:: Excerpted text ::
————

World War One was prolonged because German scientists had developed the Haber-Bosch Process to produce nitrates from nitrogen and hydrogen—which meant Germany was no longer dependent on imports of naturally-occurring nitrates from guano islands, and a blockade was ineffective.

I'm assuming that this refers to the blockade being ineffective with regard to fertiliser, rather than the blockade being ineffective. I'm not familiar enough with the figures for the former to be able to meaningfully comment.

In general, and across the broad spectrum, the blockade devastated Germany. I look at the effect of the blockade on food supplies in an earlier article

chemotherapy has always remained a case of ‘find a poison that kills the cancer faster than it kills the patient’,

Can confirm.
Yes, that was a bit ambiguously phrased, I mostly meant to do with explosives (though obviously the fertiliser did help, it wasn't enough to overcome the food shortages).
 
Yes, that was a bit ambiguously phrased, I mostly meant to do with explosives (though obviously the fertiliser did help, it wasn't enough to overcome the food shortages).

In an interesting AH hypothesis, Dave Freer's Cuttlefish has its POD of Haber having a bad fallout with Clara Immerwahr (great name) and never being able to come up with the process without her help, making WWI a lot shorter but also having climate change be disastrously strong by no later than the mid twentieth century.
 
A quote attributed to Isaac Asimov states that the most exciting phrase in science is not ‘Eureka!’ but ‘Hmm, that’s funny…’

That's even truer when one considers what it means in the original Greek: Eureka doesn't strictly mean 'I've found [the solution]' but rather 'I've stopped looking' with the implied meaning one has been successful. Of course, while Archimedes was doing a mundane piece of work over whether a goldsmith had defrauded his cousin, the tyrant of Syracuse, he ended up discovering a fundamental principle of science, so it's still an illustration of the underlying point of your article.

————

:: Source information ::
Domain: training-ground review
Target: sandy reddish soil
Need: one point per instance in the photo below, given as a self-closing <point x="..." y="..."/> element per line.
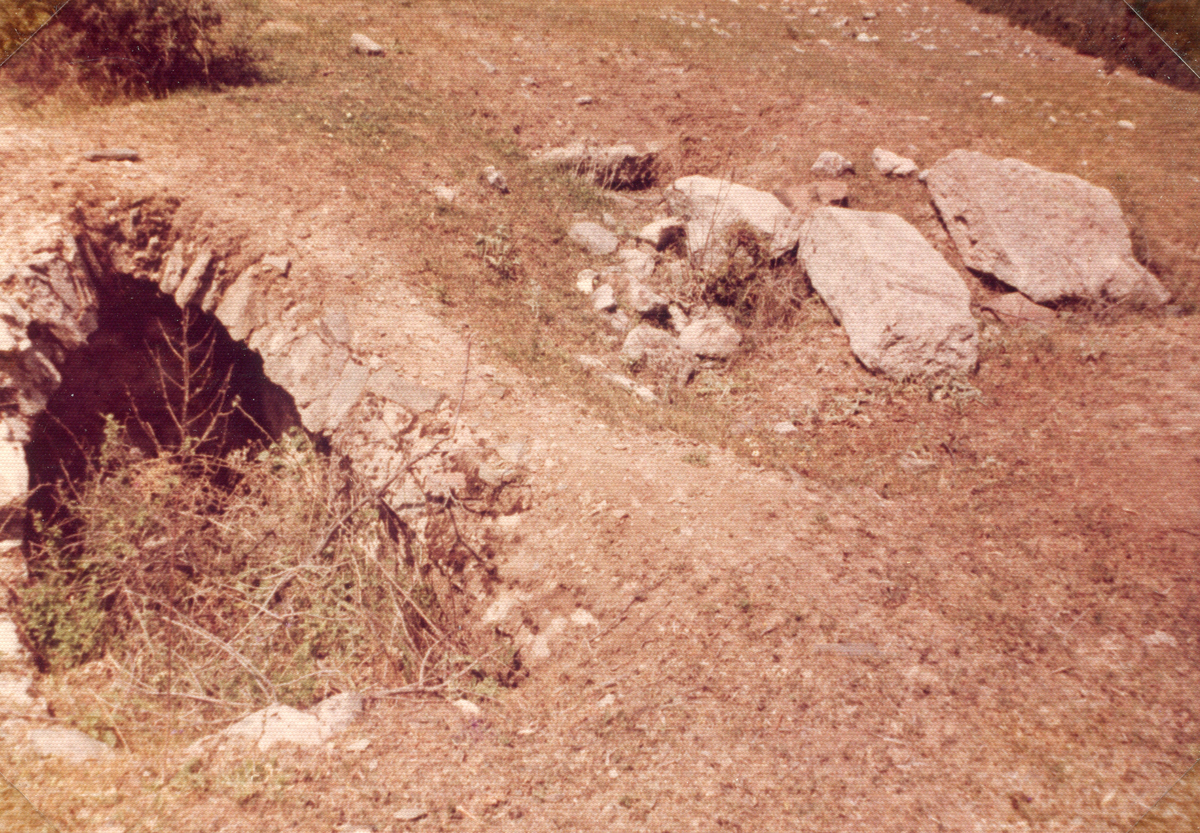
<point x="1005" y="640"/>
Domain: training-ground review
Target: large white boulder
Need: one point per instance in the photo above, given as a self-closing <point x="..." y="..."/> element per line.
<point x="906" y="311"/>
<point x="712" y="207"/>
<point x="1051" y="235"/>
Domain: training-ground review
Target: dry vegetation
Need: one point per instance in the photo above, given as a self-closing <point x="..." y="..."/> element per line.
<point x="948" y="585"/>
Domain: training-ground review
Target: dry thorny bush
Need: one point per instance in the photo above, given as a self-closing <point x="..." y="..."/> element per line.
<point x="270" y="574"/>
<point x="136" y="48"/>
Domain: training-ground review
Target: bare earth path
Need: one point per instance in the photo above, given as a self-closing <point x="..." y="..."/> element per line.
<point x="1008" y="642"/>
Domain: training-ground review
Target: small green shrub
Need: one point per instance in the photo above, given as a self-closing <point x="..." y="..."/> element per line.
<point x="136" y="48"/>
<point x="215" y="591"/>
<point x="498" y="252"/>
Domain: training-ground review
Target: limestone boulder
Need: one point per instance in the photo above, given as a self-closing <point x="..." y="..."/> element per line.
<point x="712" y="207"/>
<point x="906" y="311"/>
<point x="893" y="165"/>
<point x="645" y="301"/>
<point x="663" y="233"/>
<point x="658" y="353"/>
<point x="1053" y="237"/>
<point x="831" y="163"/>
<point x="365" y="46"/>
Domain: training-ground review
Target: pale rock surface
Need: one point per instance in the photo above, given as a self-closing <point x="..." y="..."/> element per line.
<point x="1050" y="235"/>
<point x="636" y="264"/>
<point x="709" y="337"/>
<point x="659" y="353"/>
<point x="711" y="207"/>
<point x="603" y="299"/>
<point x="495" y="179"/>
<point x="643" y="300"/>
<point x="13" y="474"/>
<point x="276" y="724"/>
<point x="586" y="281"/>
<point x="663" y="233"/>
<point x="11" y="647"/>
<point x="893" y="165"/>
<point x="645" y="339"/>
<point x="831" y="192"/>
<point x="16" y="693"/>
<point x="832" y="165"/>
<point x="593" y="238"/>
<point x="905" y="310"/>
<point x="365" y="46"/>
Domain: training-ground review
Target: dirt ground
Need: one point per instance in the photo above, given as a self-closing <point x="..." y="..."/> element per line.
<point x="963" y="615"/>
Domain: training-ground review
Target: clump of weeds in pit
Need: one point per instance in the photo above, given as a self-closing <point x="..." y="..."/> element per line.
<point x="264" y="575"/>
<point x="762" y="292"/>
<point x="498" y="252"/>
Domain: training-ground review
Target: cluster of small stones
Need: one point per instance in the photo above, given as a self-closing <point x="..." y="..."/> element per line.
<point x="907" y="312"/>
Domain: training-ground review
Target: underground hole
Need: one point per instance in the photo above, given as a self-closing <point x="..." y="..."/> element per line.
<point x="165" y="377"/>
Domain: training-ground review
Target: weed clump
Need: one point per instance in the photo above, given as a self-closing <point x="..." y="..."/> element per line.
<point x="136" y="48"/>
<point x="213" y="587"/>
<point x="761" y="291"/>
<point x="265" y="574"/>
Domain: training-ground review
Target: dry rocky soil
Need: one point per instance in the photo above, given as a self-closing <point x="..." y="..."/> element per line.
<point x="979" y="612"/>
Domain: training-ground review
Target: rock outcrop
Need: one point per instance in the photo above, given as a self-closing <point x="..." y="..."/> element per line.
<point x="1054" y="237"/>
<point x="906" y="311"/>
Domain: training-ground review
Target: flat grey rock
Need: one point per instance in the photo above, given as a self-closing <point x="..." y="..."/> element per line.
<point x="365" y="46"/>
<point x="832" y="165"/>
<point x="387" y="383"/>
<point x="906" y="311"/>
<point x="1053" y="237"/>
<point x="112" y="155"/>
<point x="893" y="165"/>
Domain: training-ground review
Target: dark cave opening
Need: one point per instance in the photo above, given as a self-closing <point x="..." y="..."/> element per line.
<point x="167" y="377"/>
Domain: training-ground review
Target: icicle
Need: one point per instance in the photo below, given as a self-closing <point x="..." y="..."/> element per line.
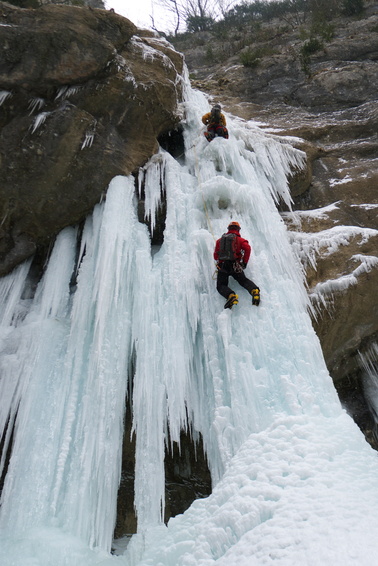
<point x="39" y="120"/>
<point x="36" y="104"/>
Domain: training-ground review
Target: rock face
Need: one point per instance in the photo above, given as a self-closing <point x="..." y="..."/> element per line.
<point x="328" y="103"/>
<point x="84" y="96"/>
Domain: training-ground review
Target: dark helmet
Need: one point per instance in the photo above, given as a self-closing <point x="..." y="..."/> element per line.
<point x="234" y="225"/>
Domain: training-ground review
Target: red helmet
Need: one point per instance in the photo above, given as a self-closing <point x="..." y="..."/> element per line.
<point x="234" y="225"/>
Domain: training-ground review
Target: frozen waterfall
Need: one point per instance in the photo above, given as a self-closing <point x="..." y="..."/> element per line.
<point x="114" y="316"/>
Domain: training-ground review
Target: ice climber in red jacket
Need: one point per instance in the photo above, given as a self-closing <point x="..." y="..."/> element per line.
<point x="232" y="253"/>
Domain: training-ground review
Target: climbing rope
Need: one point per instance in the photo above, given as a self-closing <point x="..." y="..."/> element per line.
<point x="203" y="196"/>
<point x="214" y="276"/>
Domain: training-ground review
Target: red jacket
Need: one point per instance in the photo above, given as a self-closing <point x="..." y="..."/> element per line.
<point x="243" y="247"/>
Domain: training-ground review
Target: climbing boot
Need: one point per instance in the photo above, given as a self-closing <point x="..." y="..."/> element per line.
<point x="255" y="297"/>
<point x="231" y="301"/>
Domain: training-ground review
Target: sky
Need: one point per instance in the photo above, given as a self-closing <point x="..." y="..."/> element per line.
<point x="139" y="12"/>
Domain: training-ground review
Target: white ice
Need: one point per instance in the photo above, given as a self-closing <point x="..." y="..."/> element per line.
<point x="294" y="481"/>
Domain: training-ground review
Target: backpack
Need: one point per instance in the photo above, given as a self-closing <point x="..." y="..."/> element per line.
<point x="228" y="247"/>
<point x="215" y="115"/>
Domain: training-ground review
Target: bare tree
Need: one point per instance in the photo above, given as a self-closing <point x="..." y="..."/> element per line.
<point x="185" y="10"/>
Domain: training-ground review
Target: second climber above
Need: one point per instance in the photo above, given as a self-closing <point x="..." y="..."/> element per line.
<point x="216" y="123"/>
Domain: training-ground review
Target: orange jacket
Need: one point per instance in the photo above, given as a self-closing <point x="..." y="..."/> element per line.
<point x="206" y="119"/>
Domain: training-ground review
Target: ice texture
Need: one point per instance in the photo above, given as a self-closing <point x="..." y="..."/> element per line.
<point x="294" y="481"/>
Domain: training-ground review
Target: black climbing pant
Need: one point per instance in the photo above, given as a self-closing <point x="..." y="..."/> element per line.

————

:: Task requirements ::
1. Render this sentence from the discussion of the Haber-Bosch Process into Spanish: "In general, and across the broad spectrum, the blockade devastated Germany."
2. Repeat everything in the discussion of the Haber-Bosch Process from "chemotherapy has always" down to "mid twentieth century.", word for word.

:: Exercise responses ::
1. En general, y en un amplio espectro, el bloqueo devastó a Alemania.

2.
chemotherapy has always remained a case of ‘find a poison that kills the cancer faster than it kills the patient’,

Can confirm.
Yes, that was a bit ambiguously phrased, I mostly meant to do with explosives (though obviously the fertiliser did help, it wasn't enough to overcome the food shortages).
 
Yes, that was a bit ambiguously phrased, I mostly meant to do with explosives (though obviously the fertiliser did help, it wasn't enough to overcome the food shortages).

In an interesting AH hypothesis, Dave Freer's Cuttlefish has its POD of Haber having a bad fallout with Clara Immerwahr (great name) and never being able to come up with the process without her help, making WWI a lot shorter but also having climate change be disastrously strong by no later than the mid twentieth century.